====== Text segment
All the victims of the Michigan Murderer were young women between the ages of 13 and 21 who were abducted, raped, and extensively bludgeoned prior to their murder before their bodies were discarded within a 15-mile radius of Washtenaw County. The victims were typically murdered by stabbing or strangulation and their bodies were occasionally mutilated after death. Each victim had been menstruating at the time of her death, and investigators strongly believe this fact had invoked an extreme rage into the evident sexual motive of her murderer. The prime suspect, John Norman Chapman (then known as John Norman Collins) was arrested one week after the final murder. He was sentenced to life imprisonment for this final murder attributed to the Michigan Murderer on August 19, 1970, and is currently incarcerated at G. Robert Cotton Correctional Facility.
Although never tried for the remaining five murders attributed to the Michigan Murderer, or the murder of a sixth girl killed in California whose death has been linked to the series, investigators believe Collins to be responsible for all seven murders linked to the same perpetrator.
============
====== Stored data
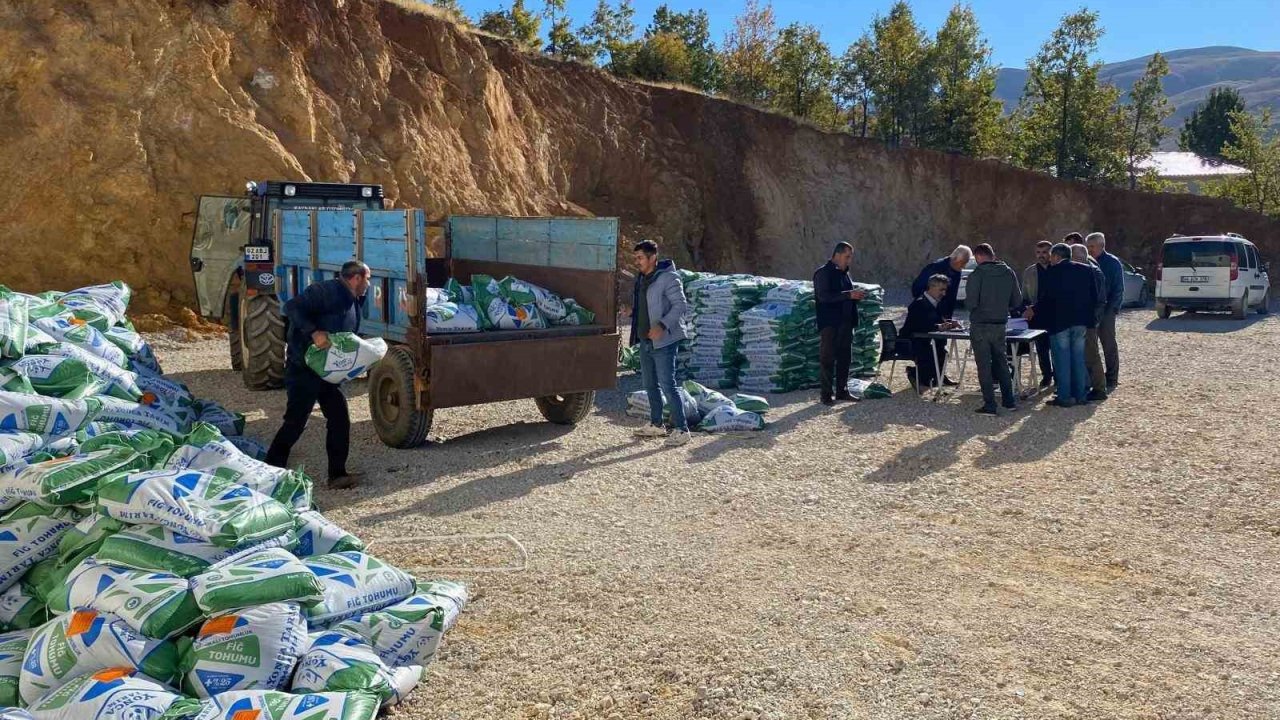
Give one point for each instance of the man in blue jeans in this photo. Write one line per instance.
(658, 311)
(1065, 308)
============
[Prompt 1] Which numbers are written as digits in the passage on the Michigan Murderer? List each one.
[Prompt 2] Could you retype the stretch of the passage on the Michigan Murderer from "All the victims" through "Cotton Correctional Facility."?
[Prompt 3] Can you extend the passage on the Michigan Murderer past its final sentence?

[Written reply 1] 13, 21, 15, 19, 1970

[Written reply 2]
All the victims of the Michigan Murderer were young women between the ages of 13 and 21 who were abducted, raped, and extensively bludgeoned prior to their murder before their bodies were discarded within a 15-mile radius of Washtenaw County. The victims were typically murdered by stabbing or strangulation and their bodies were occasionally mutilated after death. Each victim had been menstruating at the time of her death, and investigators strongly believe this fact had invoked an extreme rage into the evident sexual motive of her murderer. The prime suspect, John Norman Chapman (then known as John Norman Collins) was arrested one week after the final murder. He was sentenced to life imprisonment for this final murder attributed to the Michigan Murderer on August 19, 1970, and is currently incarcerated at G. Robert Cotton Correctional Facility.

[Written reply 3]
The first known victim linked to the Michigan Murderer was a 19-year-old Eastern Michigan University (EMU) accounting student named Mary Terese Fleszar, who was last seen by a neighbor walking towards her Ypsilanti apartment at approximately 9 p.m. on July 9, 1967. This neighbor twice observed a young man in a blue-grey Chevrolet slow to a halt beside Fleszar and begin talking to her; each time, Fleszar had shaken her head and walked away from the car. Fleszar was reported missing by her parents the following day, having learned from her roommate she had failed to return home the previous evening. Her nude body was found by two 15-year-old boys near an abandoned farmhouse in Superior Township on August 7, and was formally identified via dental records the following day.
The corpse was badly decomposed, although the pathologist who examined Fleszar's remains was able to determine she had been stabbed approximately thirty times in the chest and abdomen with a knife or other sharp object, that her feet had been severed just above the ankle, the thumb and sections of the fingers of one hand were missing, and that one forearm had been severed from her body (these severed appendages were never found). Despite the advanced state of decomposition, the pathologist was also able to locate multiple lineal abrasions upon the victim's chest and torso, indicating that Fleszar had been extensively beaten before her death. Although police theorized that Fleszar had been raped, the advanced state of decomposition of the corpse had erased any conclusive evidence of sexual assault.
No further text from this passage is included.